__DOCUMENT PASSAGE__:
Identifying synonyms using semantic similarity measurement

Semantic similarity methods have been applied in Natural Language Processing (NLP), Artificial Intelligence, Cognition Science, and Psychology. These similarity measuring methods can be categorized into two main types: knowledge-based and corpus-based methods.

Before 2013, the most common semantic similarity methods were knowledge-based, such as WordNet (Miller 1995), a well-known human-curated lexical database. The static and pre-built structures are stored in the lexical databased found in WordNet, semantic similarity can be measured through path-based, information content-based, feature-based, and hybrid measures (Meng et al. 2013). WordNet builds upon the relatedness among words, including synonyms, hyponyms, meronyms, hypernyms, and holonyms. It provides a general language ontology enabling high accuracy similarity test results. There is a limitation however, because the knowledge base is pre-built and static, thus many newly emerging words appearing in the information explosion over the internet do not included in the knowledge base.

Corpus-based methods address this situation by modeling semantic meanings from the existing corpus. For example, Latent Semantic Analysis (LSA) and Pointwise Mutual Information (PMI) are classical similarity measures derived from the existing corpora (Mihalcea et al. 2006); however, the computation load is often high. The Word2Vec model is also based on a corpus but extends the n-gram linguistic model (Mikolov et al. 2013b), which can help decide the semantic distance between two words without supervised information. Word2Vec is also an extension of the work regarding the neural-probability language model (NLM) developed by (Huang et al. 2012), but has higher efficiency when computing the word vectors. Word2Vec models semantic meaning based on the relations between words and the surrounding context word collection. The Continuous Bag of Words (CBOW) and Skip-gram models (Mikolov et al. 2013a) are supported in the Word2Vec model. More specifically, the CBOW model predicts target words using previous and the subsequent context words. The Skip-gram model predicts the words surrounding a target word. With these model implementations, Word2Vec exhibits highly efficiency in semantic similarity testing with relatively high accuracy. Although when comparing Word2Vec with the knowledge-based similarity measurements, the accuracy of Word2Vec based results is slightly lower, nevertheless it has higher recall. Because of these characteristics, Word2Vec has been widely adopted in many similarity measure related studies (Handler 2014).

__PROBLEMS TO SOLVE__:
1. Answer these questions using the passage on semantic similarity methods.
(a) Into which two main types can semantic similarity methods be categorized?
(b) Which well-known lexical database is described as human-curated?
(c) What does the Skip-gram model predict?
2. Carry on the passage on semantic similarity methods, starting after its final sentence.

[Dataset rows on where objects appear]
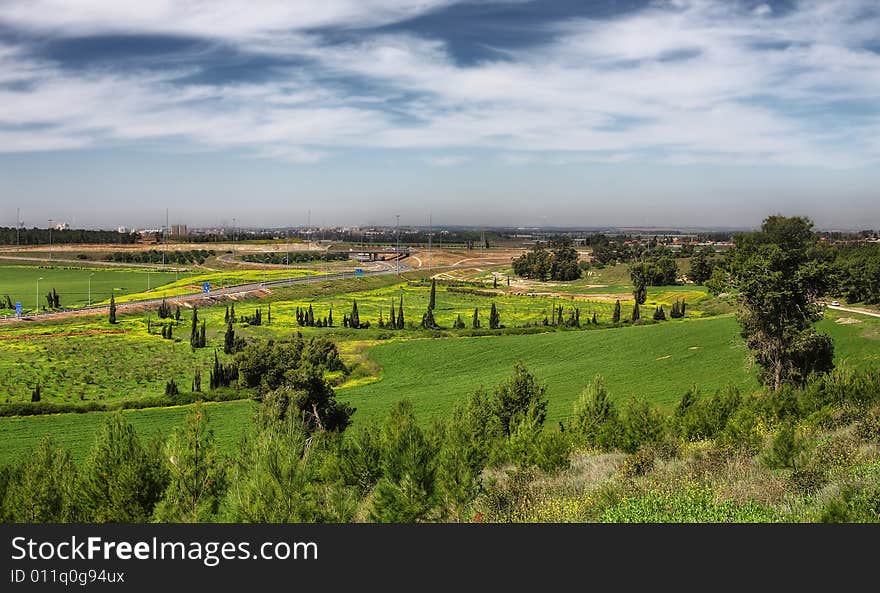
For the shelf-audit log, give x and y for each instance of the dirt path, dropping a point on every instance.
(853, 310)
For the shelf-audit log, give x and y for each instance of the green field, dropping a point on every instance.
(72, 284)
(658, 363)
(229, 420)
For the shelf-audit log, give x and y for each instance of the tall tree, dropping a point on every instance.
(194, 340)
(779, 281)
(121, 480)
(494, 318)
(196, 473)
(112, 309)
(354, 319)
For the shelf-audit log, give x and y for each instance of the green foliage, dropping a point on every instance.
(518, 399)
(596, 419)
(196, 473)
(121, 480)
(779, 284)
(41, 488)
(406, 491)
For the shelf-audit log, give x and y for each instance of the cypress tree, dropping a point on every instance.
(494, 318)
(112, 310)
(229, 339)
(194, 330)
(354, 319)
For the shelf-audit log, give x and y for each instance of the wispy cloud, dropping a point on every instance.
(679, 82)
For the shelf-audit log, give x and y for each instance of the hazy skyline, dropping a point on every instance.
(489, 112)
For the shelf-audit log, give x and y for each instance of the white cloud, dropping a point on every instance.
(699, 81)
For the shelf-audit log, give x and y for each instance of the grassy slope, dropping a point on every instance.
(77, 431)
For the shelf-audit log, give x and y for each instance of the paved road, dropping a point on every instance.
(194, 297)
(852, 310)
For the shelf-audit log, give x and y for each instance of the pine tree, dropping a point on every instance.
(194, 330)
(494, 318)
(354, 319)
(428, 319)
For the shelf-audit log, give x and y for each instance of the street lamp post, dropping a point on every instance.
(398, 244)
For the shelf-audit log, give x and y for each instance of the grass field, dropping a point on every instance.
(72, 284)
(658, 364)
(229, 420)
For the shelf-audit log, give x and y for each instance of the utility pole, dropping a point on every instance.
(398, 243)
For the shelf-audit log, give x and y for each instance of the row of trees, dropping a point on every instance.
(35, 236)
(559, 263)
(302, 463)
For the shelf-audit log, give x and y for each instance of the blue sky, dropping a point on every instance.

--

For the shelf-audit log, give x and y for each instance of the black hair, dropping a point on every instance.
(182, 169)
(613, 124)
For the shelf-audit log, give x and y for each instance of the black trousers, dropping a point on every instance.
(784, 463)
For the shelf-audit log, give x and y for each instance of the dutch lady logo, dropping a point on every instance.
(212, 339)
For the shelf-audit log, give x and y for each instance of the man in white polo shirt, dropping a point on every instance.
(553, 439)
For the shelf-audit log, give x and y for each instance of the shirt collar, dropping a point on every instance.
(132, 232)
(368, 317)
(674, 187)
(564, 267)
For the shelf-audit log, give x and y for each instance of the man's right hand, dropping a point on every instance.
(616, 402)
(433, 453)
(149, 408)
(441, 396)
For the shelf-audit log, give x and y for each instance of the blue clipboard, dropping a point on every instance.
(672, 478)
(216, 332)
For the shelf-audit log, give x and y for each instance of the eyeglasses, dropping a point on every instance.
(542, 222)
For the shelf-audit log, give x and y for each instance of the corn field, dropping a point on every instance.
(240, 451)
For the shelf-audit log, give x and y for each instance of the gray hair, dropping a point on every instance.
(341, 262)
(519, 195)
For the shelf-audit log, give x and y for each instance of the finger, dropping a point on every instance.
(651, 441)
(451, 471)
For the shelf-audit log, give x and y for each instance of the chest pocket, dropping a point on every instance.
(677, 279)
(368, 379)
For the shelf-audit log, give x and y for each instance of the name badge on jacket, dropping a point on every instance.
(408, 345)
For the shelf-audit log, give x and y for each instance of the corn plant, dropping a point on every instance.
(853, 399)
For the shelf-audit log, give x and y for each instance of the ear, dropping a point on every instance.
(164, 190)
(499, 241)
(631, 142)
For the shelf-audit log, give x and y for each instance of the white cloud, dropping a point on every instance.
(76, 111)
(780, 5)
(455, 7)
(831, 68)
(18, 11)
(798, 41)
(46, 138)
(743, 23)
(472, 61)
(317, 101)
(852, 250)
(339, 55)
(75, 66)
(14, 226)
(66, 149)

__ANSWERS TO THE EXERCISES__:
1.
(a) Knowledge-based methods and corpus-based methods.
(b) WordNet.
(c) The words surrounding a target word.

2.
All these similarity measure methods have been studied and applied in various applications, but the synonym problem in the keyword analysis field has only a limited set of solutions. For example, Wang dealt with the synonym problems in a co-word analysis by using a thesaurus to merge keywords with similar meanings (Wang et al. 2012). Feng improved co-word analysis results by applying the ontological concept mapping (Feng et al. 2017). The methods using a thesaurus and ontological concept mapping are knowledge-based methods; the accuracy of synonym identification can be assured, but some details like newly emerging terms or low-frequency keywords, and very common in research articles, might be missed. Because knowledge based similarity computation is based on expertise knowledge and historical records, these approaches cannot deal with synonym problems among low-frequency keywords. Therefore, we choose this Word2Vec model, a corpus-based method, to dynamically model the semantic meanings behind the low-frequency keywords, lessening the impact of synonym problems.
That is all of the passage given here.